### STATED PROBLEM A
In the story about the vanishing priest below, rewrite the paragraph beginning "I looked right, behind, left" more briefly while keeping its main facts.

### TEXT SECTION

§ §

I should explain what a bhat bus was: a Japanese pickup truck with benches in the bed and a canopy over it.
I looked right, behind, left, right again, and a fat priest in his fluorescent orange robe was standing next to me. “Hello, er, sawat dee,” I said, and politely did the little bow they do there. He just smiled bigger than before, and bowed back. I thought I heard a bhat bus so I looked—yes, there was one in the distance. I started to say “yep, there's one”—but as I turned to speak to him, he wasn't there any more. He had been standing next to me for fifteen minutes, and now that there was a bhat bus coming he was gone.
The driver, who spoke English, motioned me into the passenger seat of the bus, and I got in. I told him wait a minute, I thought there was a priest that wanted a ride, too, and described him. His eyes got wide. “You've been blessed! He's special. Very few have ever met him.”
Hmmpft. OOOkayy... right... Of course, I didn't say that out loud. I did wonder how a guy wearing a bright orange robe could have snuck up on me surrounded by green, and snuck away in the blink of an eye.
So he's driving, and I'm looking out the window, and I look toward the driver, and there sits the priest between us! The driver saw him at the same time, and almost wrecked the pickup. He slid to a stop and made me get in the back.
I started researching the Tarot, astrology, witchcraft, Buddhism, and every other religion, cult, and whatever I could get information about after that.
I even read the self described “Beast of the Revelation” Aleister Crowley’s thousand page “autiohagography”. That was one incredibly weird and evil book full of hedonism. Crowley’s law was “Do what thou wilt shall be the whole of the Law. Love is the law, love under will.” He called it “The Law of Thelema”; I’ve forgotten who or what Thelema was. It’s a disturbing book.
But the fat Buddhist guy in the orange robes really freaked me out.
I finally came to the conclusion that hey, that guy made Copperfield look like an amateur. I wonder what the trick was?

§ §

### RECORD SET
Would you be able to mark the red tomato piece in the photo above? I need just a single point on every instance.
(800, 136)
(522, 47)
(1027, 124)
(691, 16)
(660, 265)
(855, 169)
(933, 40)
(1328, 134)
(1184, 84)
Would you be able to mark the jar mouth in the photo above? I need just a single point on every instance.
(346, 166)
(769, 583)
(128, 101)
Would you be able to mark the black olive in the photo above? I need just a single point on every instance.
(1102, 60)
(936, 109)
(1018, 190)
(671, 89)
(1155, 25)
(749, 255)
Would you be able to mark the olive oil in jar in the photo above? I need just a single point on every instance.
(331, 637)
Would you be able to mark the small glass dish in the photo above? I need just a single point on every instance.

§ §

### STATED PROBLEM B
Copy out the stretch of the records from the line containing "Would you be able to mark the jar" through their end, without any changes.

### SOLUTION A
The narrator looked around and found a fat priest in a fluorescent orange robe standing close by. The narrator said "Hello, er, sawat dee" and bowed. The priest smiled and bowed back. A bhat bus appeared in the distance, and the narrator turned to tell the priest. He was gone, although he had been standing there for fifteen minutes.

### SOLUTION B
Would you be able to mark the jar mouth in the photo above? I need just a single point on every instance.
(346, 166)
(769, 583)
(128, 101)
Would you be able to mark the black olive in the photo above? I need just a single point on every instance.
(1102, 60)
(936, 109)
(1018, 190)
(671, 89)
(1155, 25)
(749, 255)
Would you be able to mark the olive oil in jar in the photo above? I need just a single point on every instance.
(331, 637)
Would you be able to mark the small glass dish in the photo above? I need just a single point on every instance.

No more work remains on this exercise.